IN THE INTEREST OF R.R.C., a Child
Appellant R.C. appeals the trial court's order terminating his parental rights to his child, R.R.C. Appellant contends the evidence was legally and factually insufficient to support the trial court's finding with regard to the statutory ground for termination and its finding that termination was in the child's best interest. In addition, he contends he was not given reasonable notice of the resetting of the trial date. We affirm the trial court's order.
The Department of Family and Protective Services (“the Department”) filed its original petition for conservatorship of three children, A.R.C., R.R.C., and Z.L.C., and for termination of their parents' parental rights on May 26, 2016. Subsequent DNA testing excluded Appellant as the father of A.R.C. and Z.L.C. Thus, it was determined that Appellant was the biological father of only R.R.C., who was four years old at the time of trial.
The termination hearing commenced on May 4, 2017. Appellant was not present, and his attorney's announcement of “not ready” was overruled by the trial court. The State first called the Department caseworker, Miguelina Wooten. Wooten testified that in January 2016, L.V., the mother of the children at issue, delivered a baby who tested positive for methadone. Mother admitted to the use of heroin and methadone during her pregnancy with Z.L.C. The children were placed on a “safety plan” and the Department did not seek removal of the children until May 2016 when allegations of physical abuse, sexual abuse, and neglectful supervision by the parents surfaced.

....................

# Questions:
1. According to the court opinion, how old was R.R.C. at the time of trial?
2. Reproduce the stretch of the court opinion from "The termination hearing" through "the parents surfaced.", word for word.

....................

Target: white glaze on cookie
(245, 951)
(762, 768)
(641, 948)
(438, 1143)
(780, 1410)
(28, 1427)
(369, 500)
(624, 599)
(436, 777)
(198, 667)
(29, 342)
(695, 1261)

....................

# Expected results:
1. Four years old.

2.
The termination hearing commenced on May 4, 2017. Appellant was not present, and his attorney's announcement of “not ready” was overruled by the trial court. The State first called the Department caseworker, Miguelina Wooten. Wooten testified that in January 2016, L.V., the mother of the children at issue, delivered a baby who tested positive for methadone. Mother admitted to the use of heroin and methadone during her pregnancy with Z.L.C. The children were placed on a “safety plan” and the Department did not seek removal of the children until May 2016 when allegations of physical abuse, sexual abuse, and neglectful supervision by the parents surfaced.